Exercise set ▸
- A) Please name the modular components that the Hevo Airflow Provider text says make up the provider.
- B) Carry on the Hevo Airflow Provider text from its last sentence.

Selected text ▸
● ● ● ● ●

Hevo Airflow Provider

Last updated on Feb 20, 2026

Edge Pipeline is now available for Public Review. You can explore and evaluate its features and share your feedback.

The Hevo Airflow Provider enables you to integrate Hevo Pipelines into Directed Acyclic Graphs (DAGs) using modular components that follow standard Airflow conventions. These components include a Connection, a Hook, an Operator, and a Sensor. They rely entirely on Hevo APIs and do not change how Pipelines operate within the Hevo platform.

The following sections explain each component in detail.


Hevo Connection

The configuration component that enables the Hevo Airflow Provider to securely communicate with Hevo Pipelines. The Connection serves as a central repository for credentials and environment settings required for authentication, allowing Airflow to securely manage sensitive information and eliminating the need to store credentials directly in DAG files.

The Connection performs the following actions to manage the identity and access for the Hevo Airflow Provider:

  • Securely stores the credentials required to call Hevo APIs.

  • Defines the Base URL (Host) for the Hevo API, ensuring that the requests are routed to the correct region.

  • Acts as a single point of update for API credentials. When a key is rotated, it needs to be updated only in the connection settings, not in individual tasks.

  • Leverages Airflow’s encryption to ensure API keys are protected within the metadata database.

The Connection serves as the identity source for HevoHook. It retrieves the following details required for orchestration:

  • The Hevo Airflow Provider uses hevo_airflow_conn_id as the default connection ID to retrieve credentials if no other ID is specified in the task.

  • The API key retrieved from the Connection is used to authorize all requests sent to Hevo Pipelines.

  • The Base URL ensures that all API calls triggered by Hevo Operators or Sensors are directed to the correct environment.


Hevo Hook

The foundational building block used by all other Hevo Airflow components. It serves as the primary interface between Airflow and Hevo’s APIs, managing the communication required for orchestration.

● ● ● ● ●

Information shown ▸
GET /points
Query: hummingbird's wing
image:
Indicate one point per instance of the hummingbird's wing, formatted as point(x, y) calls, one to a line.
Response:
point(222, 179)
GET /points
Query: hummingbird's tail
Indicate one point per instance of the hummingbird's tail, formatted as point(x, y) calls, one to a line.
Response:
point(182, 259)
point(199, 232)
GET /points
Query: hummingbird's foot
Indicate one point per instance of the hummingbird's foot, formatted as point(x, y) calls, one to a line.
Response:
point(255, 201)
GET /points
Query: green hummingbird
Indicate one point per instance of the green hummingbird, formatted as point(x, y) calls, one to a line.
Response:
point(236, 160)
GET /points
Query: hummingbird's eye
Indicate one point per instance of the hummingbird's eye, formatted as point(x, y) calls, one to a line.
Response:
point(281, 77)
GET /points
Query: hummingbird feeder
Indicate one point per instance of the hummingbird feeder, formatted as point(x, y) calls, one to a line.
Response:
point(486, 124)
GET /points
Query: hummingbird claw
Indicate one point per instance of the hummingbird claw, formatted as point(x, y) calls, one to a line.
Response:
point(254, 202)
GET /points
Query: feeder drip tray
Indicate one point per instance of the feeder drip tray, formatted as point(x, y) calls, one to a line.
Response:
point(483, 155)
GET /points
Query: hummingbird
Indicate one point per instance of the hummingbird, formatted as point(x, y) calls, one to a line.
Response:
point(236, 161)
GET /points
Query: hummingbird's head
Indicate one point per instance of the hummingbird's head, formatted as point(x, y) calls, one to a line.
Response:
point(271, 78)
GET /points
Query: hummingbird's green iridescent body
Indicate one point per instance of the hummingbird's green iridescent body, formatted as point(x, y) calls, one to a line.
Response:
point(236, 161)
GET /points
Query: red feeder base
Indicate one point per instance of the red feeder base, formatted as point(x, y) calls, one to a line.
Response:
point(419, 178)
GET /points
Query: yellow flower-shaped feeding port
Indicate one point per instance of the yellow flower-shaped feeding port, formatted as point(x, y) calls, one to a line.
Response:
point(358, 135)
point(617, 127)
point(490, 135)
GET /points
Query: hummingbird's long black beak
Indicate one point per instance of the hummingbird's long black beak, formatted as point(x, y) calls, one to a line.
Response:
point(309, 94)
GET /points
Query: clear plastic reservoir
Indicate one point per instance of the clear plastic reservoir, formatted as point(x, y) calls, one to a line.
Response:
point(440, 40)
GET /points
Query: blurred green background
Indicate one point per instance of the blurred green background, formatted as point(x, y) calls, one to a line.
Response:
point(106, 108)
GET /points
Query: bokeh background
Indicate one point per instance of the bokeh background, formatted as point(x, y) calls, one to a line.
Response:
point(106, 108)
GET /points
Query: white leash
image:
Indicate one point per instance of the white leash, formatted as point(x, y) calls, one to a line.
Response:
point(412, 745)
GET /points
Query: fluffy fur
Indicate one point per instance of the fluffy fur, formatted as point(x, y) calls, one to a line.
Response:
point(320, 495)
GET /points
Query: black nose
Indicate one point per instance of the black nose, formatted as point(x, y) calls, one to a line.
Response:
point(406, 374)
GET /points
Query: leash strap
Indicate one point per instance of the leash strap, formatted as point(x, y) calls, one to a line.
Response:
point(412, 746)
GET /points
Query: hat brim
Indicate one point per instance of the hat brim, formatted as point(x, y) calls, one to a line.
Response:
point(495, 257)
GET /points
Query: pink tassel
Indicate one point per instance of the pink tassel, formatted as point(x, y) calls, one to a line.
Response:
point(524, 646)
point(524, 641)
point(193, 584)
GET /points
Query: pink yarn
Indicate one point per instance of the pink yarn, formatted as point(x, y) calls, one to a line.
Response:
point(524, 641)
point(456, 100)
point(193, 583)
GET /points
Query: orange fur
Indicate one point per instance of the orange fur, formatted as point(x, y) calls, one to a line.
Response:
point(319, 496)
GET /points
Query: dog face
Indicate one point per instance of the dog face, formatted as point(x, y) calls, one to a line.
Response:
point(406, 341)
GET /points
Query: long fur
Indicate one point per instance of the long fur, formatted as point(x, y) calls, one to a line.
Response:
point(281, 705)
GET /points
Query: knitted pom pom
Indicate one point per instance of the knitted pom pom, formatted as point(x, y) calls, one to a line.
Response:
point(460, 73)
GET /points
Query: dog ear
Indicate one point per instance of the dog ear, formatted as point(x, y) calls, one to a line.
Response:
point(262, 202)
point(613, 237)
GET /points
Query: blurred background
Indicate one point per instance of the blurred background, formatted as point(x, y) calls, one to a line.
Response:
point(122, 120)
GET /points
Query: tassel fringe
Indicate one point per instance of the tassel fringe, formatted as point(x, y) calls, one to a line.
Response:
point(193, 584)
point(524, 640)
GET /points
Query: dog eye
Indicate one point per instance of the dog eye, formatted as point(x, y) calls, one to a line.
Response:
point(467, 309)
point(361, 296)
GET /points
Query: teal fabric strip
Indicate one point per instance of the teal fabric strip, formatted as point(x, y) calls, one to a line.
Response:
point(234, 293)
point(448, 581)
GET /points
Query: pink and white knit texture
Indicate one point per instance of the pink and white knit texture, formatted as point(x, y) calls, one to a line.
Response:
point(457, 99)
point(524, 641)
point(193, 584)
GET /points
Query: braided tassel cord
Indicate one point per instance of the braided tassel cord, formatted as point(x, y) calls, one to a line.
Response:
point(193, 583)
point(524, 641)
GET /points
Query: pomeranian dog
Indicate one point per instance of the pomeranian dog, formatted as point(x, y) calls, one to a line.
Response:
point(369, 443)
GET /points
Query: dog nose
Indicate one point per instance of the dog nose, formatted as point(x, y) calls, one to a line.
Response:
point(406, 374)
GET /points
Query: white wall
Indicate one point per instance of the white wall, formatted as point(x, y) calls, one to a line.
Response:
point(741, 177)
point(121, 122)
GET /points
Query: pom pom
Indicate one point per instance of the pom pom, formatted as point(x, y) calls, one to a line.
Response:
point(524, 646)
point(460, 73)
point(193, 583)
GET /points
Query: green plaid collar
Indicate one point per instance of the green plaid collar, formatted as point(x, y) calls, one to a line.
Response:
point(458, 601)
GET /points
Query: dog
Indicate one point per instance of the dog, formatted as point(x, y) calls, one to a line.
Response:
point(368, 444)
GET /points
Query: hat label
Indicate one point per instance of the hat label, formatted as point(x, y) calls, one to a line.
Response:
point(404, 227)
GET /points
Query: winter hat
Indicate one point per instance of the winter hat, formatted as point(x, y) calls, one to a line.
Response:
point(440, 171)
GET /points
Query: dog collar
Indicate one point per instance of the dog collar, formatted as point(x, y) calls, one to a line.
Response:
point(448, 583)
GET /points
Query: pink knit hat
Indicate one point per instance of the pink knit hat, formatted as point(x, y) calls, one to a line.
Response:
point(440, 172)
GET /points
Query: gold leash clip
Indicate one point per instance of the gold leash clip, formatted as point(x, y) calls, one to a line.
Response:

● ● ● ● ●

Expected outputs ▸
- A) A Connection, a Hook, an Operator, and a Sensor.

- B)
The Hevo Hook performs the following actions to handle low-level interaction with Hevo:

  • Manages connection and authentication requests to Hevo.

  • Calls the specific Hevo APIs required to trigger and manage your Pipelines.

  • Converts raw API responses into clean Python structures for easy consumption by the Operators and Sensors.

Hevo Hook provides helper methods that allow the HevoOperator and HevoSensor to:

  • Trigger manual syncs or restart specific Pipelines.

  • Retrieve Pipeline settings and associated schemas.

  • Look up details of a specific job by ID or find the most recent active job of a given type in the Pipeline.


Hevo Operator

The custom operator provided by Hevo to orchestrate a Hevo Pipeline from within an Airflow Directed Acyclic Graph (DAG). This component does the following:

  • Interacts with the HevoHook to retrieve the connection details and call the Hevo API

  • For the specified Pipeline:

    • Validates the Pipeline state and configuration.

    • Starts a job to sync data.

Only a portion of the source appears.